● **EXERCISE OBJECTIVE**: Reproduce every line of the records below with "in this part of the lesson" substituted by "at this step" wherever it occurs, keeping everything else unchanged. Omit the pictures from your answer.

((

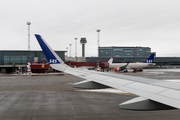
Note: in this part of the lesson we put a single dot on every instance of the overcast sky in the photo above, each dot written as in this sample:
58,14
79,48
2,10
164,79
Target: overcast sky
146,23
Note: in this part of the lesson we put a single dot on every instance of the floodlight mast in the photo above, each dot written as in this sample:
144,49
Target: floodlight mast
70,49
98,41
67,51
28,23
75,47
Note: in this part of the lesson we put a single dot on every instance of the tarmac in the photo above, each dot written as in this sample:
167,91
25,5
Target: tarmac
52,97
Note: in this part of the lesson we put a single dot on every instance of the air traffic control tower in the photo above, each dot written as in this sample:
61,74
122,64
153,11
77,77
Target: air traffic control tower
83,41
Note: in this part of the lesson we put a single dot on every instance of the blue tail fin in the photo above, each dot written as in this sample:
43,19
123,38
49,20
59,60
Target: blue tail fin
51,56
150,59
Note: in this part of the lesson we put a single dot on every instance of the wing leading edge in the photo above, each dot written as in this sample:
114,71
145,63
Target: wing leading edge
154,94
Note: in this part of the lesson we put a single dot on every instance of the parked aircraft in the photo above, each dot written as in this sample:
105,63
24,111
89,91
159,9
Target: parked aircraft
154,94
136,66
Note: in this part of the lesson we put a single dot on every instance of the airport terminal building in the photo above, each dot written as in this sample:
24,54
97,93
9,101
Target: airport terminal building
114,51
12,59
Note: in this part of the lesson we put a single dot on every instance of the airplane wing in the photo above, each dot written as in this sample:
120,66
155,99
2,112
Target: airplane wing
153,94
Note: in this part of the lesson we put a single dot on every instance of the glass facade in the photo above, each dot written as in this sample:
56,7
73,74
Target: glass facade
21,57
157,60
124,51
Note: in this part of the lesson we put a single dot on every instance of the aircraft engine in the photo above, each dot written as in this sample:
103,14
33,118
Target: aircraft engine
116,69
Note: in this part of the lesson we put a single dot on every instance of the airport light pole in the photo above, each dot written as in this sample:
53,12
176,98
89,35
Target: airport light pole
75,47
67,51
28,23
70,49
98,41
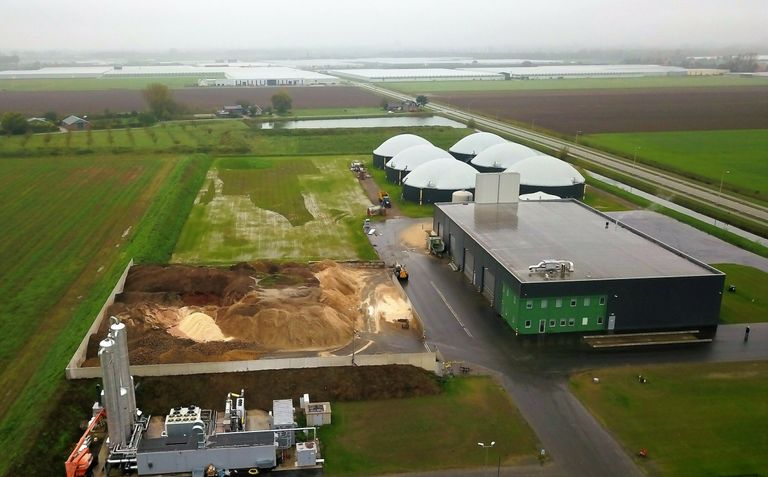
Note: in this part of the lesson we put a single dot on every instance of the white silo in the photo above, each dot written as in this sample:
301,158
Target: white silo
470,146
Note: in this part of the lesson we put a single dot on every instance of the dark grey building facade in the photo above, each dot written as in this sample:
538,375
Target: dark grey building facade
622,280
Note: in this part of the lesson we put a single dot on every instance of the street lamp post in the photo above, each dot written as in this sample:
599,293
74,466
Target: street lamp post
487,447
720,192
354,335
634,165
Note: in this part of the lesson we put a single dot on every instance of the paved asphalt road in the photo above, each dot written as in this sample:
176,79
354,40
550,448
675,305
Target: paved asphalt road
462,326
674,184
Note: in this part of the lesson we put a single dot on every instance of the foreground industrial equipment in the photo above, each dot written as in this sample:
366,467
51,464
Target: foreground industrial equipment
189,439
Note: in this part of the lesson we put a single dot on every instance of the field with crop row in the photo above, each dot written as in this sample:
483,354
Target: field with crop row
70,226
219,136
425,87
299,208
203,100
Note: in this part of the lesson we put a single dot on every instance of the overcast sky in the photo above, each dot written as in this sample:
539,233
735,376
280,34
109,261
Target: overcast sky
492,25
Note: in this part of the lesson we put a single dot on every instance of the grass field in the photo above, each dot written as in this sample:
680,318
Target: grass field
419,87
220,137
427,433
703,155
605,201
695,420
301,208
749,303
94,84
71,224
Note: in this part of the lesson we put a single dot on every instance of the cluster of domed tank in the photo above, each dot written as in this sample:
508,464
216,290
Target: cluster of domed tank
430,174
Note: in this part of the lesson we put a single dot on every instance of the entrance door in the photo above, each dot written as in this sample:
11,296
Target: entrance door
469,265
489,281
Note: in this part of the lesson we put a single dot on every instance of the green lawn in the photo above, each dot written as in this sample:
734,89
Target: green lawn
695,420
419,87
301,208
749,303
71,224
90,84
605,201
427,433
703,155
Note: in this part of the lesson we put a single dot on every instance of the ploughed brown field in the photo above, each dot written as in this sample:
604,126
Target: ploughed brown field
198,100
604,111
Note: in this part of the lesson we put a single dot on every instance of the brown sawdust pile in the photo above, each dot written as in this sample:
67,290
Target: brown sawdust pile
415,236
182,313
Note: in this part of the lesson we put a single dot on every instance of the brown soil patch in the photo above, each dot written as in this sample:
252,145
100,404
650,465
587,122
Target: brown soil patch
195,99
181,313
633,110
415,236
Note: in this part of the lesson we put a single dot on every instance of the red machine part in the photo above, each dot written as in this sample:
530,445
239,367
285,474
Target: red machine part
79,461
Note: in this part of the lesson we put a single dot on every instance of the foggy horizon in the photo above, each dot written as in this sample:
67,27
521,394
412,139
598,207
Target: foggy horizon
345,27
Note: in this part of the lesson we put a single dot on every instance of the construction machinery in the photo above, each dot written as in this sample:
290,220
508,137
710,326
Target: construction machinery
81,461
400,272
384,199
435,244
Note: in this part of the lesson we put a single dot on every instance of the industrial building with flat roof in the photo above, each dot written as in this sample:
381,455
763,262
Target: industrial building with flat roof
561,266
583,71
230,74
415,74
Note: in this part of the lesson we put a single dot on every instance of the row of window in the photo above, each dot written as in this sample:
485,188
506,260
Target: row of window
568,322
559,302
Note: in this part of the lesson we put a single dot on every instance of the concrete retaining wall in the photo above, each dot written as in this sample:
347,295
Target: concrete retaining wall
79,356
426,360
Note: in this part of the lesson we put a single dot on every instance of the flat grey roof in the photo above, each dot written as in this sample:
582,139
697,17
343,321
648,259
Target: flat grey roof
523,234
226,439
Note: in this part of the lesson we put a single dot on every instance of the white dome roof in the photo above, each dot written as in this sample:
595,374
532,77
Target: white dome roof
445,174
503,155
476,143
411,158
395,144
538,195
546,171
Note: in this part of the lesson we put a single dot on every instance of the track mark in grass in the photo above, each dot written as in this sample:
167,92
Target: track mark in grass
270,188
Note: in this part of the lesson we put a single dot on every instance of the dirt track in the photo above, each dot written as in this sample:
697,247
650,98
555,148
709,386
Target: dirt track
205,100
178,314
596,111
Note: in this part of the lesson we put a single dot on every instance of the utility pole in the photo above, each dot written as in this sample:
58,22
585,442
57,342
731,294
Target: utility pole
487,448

))

● **SOLUTION TO THE EXERCISE**:
Note: at this step we put a single dot on every instance of the overcast sky in the photo above, each dot written as in this sample:
58,14
79,48
2,10
164,79
Target: overcast sky
146,23
Note: at this step we put a single dot on every instance of the floodlight mast in the photo above, each dot written as in this sample:
144,49
Target: floodlight mast
70,49
98,41
67,51
28,23
75,47
Note: at this step we put a single dot on every instance of the tarmac in the photo above, each dot written as in this sample:
167,91
25,5
Target: tarmac
52,97
Note: at this step we put a single dot on every instance of the air traffic control tower in the photo above, each dot written as in this sample:
61,74
122,64
153,11
77,77
Target: air traffic control tower
83,41
Note: at this step we put a single dot on every instance of the blue tail fin in the photo above, each dot written as in this sample:
43,19
123,38
49,20
59,60
Target: blue tail fin
51,56
150,59
Note: at this step we put a single dot on every instance of the wing leading edge in the photo above, each dot written as in this sample:
114,71
145,63
Target: wing leading edge
154,94
Note: at this step we put a single dot on every instance of the parked aircraft in the photo above, each dot written as in this sample:
105,63
24,111
89,91
159,9
Target: parked aircraft
154,94
136,66
Note: at this step we put a single dot on every instance of the airport terminal building in the photo above, each dot written as in this sample:
24,54
97,93
9,101
Target: airport terminal building
114,51
12,59
Note: at this step we put a single dot on every instance of the airplane wing in the photo above, each dot written as in this sample:
120,66
155,99
2,112
Target: airplane wing
153,94
Note: at this step we put a single dot on every instance of the glass facade in the photo above, each dot written as in this sample:
56,7
73,74
Target: glass facade
21,57
157,60
124,51
Note: at this step we put a single dot on every instance of the aircraft engine in the photo above, each dot written as in this sample:
103,14
33,118
Target: aircraft engine
116,69
Note: at this step we put a single dot on every instance of the airport light pole in the photo above, each dot written as in this sample:
53,12
176,98
89,35
Target: airport light pole
75,47
67,51
28,23
70,49
98,41
Note: at this step we put a single dot on every instance of the white silo in the photo above, each dot written as in this sample:
301,158
Target: white silo
470,146
Note: at this step we put a single dot on every instance of the dark grey building facade in the photo above, each dot written as in this sample:
538,375
Target: dark grey building facade
622,280
Note: at this step we put a single dot on every instance of the street lamp post in the photo above, each dot written as in this sample:
599,293
74,466
Target: street lamp post
487,447
720,192
354,335
634,165
Note: at this step we put a single dot on every instance of the paved asphalt road in the photo above, each dot written as in this sample:
176,79
354,40
550,448
675,305
Target: paved asphalt road
462,326
674,184
Note: at this step we put a single dot on every instance of the foreground industrial equipment in the photo above, each dot written as in this sample:
366,467
51,464
Target: foreground industrial equipment
189,439
Note: at this step we put a single dot on every instance of the field with crop row in the photo above, each dot written as in this sample:
483,354
Target: field with crop row
70,226
219,136
425,87
299,208
203,100
Note: at this step we put a single dot on every instance of the overcast sky in the photo above, each dot written as in this sample:
539,233
735,376
280,34
109,261
Target: overcast sky
492,25
Note: at this step we put a single dot on every instance of the grass field in the photo above, each dot written as in this sample:
680,318
Target: grass field
419,87
220,137
427,433
703,155
605,201
695,420
301,208
749,303
94,84
71,224
Note: at this step we put a single dot on every instance of the cluster of domed tank in the photo above, each dot written as in this sample:
508,464
216,290
Target: cluster of domed tank
430,174
Note: at this step we put a single dot on every instance of the entrance door in the photo above, each dot written as in this sample:
11,296
Target: entrance door
469,265
489,281
Note: at this step we put a single dot on every instance of the green lawn in the photo above, each dot written as in this sample:
734,89
Target: green lawn
695,420
419,87
301,208
749,303
71,224
90,84
605,201
427,433
703,155
Note: at this step we put a single dot on every instance of the ploughed brown field in the photo above, each dot written as in this sample:
604,126
Target: ploughed brown field
198,100
604,111
Note: at this step we put a single dot on every instance of the brown sawdust pile in the photo above, each dot written as in this sample:
67,290
Target: brown sawdust pile
415,236
182,313
Note: at this step we put a single dot on every instance of the brown soil patch in the photo above, each dot written as in this sample:
252,145
100,404
650,465
587,122
Target: brown soil patch
195,99
181,313
633,110
415,236
Note: at this step we put a single dot on every instance of the red machine part in the photo above, each dot written as in this sample:
530,445
239,367
285,474
Target: red machine part
79,461
Note: at this step we put a single dot on every instance of the foggy horizon in the photo above, each dot written as in this sample:
67,27
521,394
412,139
598,207
Target: foggy horizon
345,27
Note: at this step we put a single dot on every instance of the construction machinery in the photo above, each dot written as in this sample:
290,220
508,137
710,326
Target: construction machinery
81,461
400,272
384,199
435,244
Note: at this step we put a single dot on every instance of the industrial building with flat roof in the photo above, each dot written as in this sample:
381,455
763,262
Target: industrial building with flat roof
561,266
583,71
230,74
415,74
Note: at this step we put a single dot on every instance of the row of window in the photo above, each dot written as in this sample:
485,188
506,260
Target: row of window
568,322
559,302
Note: at this step we put a single dot on every instance of the concrete retaining wall in the photo above, each dot written as in this sample:
347,295
Target: concrete retaining wall
79,356
426,360
Note: at this step we put a single dot on every instance of the flat grey roof in the photo above, each dot written as in this sample:
582,139
697,17
343,321
648,259
Target: flat grey roof
523,234
226,439
Note: at this step we put a single dot on every instance of the white dome roof in the photo above, each dot written as in this sample:
595,374
532,77
Target: white dome roof
445,174
503,155
476,143
411,158
395,144
538,195
546,171
Note: at this step we put a single dot on every instance of the track mark in grass in the photo above, each dot written as in this sample:
167,92
Target: track mark in grass
270,188
Note: at this step we put a single dot on every instance of the dirt track in the photo above, each dot written as in this sample:
697,247
650,98
555,148
709,386
Target: dirt track
205,100
178,314
596,111
Note: at this step we put a single dot on every instance of the utility pole in the photo above, each dot written as in this sample:
58,22
585,442
57,342
731,294
Target: utility pole
487,448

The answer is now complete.